(Natural-language object grounding data)
-----

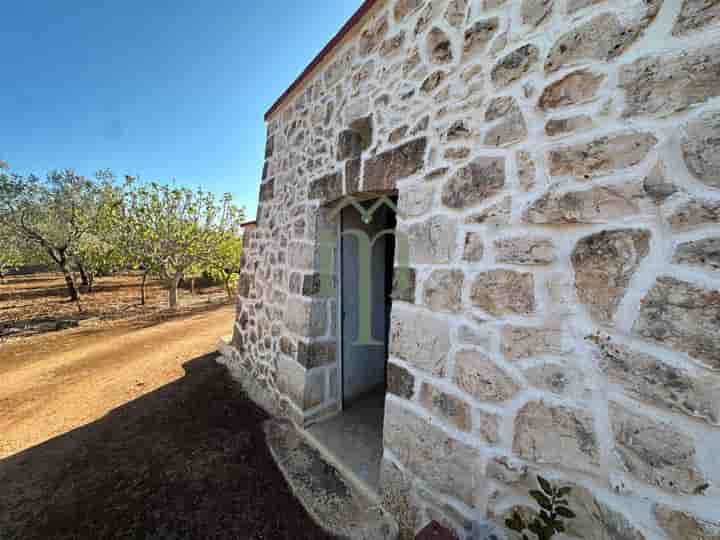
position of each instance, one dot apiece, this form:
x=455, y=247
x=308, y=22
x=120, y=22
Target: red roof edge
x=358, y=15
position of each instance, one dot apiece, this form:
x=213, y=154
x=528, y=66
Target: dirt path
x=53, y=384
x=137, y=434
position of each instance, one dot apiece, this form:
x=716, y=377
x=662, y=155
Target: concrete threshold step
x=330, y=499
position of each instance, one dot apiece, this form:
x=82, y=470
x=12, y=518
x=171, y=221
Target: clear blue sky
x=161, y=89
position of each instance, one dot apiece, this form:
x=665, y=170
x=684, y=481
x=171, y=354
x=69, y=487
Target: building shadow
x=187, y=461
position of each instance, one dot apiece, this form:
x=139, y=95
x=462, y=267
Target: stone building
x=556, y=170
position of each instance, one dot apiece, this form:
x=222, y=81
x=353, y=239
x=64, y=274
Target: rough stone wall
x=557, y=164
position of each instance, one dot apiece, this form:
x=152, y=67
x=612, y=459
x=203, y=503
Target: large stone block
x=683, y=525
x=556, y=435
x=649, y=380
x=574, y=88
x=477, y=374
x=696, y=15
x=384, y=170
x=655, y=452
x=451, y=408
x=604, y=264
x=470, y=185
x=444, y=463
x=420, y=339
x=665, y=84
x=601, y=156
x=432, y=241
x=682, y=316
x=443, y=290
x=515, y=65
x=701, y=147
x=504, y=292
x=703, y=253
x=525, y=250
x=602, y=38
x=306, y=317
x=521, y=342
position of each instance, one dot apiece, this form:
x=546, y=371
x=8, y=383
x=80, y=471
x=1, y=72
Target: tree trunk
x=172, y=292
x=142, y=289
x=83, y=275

-----

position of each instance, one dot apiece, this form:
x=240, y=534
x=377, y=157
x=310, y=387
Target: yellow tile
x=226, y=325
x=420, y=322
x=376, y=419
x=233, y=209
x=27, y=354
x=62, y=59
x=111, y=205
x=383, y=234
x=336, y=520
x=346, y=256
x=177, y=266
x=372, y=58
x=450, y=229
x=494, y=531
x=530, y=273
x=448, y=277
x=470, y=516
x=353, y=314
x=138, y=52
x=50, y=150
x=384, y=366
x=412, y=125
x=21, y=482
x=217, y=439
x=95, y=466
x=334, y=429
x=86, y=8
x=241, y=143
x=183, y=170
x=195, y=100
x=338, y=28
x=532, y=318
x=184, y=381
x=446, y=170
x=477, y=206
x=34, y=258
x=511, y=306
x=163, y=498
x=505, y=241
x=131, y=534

-----

Work to be completed | Could you return exactly the stretch of the data above that starts at the line with "x=528, y=66" and ends at the line with "x=462, y=267", both lines included?

Your response |
x=528, y=66
Target: dirt path
x=53, y=384
x=137, y=434
position of each instance, one dot apiece, this form:
x=716, y=377
x=662, y=155
Target: concrete threshold step
x=330, y=499
position of each instance, one dot apiece, this form:
x=82, y=470
x=12, y=518
x=171, y=221
Target: clear blue sky
x=161, y=89
position of each instance, one dot apiece, this form:
x=665, y=170
x=684, y=481
x=171, y=354
x=69, y=487
Target: building shadow
x=187, y=461
position of each instance, one dot apiece, this form:
x=139, y=95
x=462, y=267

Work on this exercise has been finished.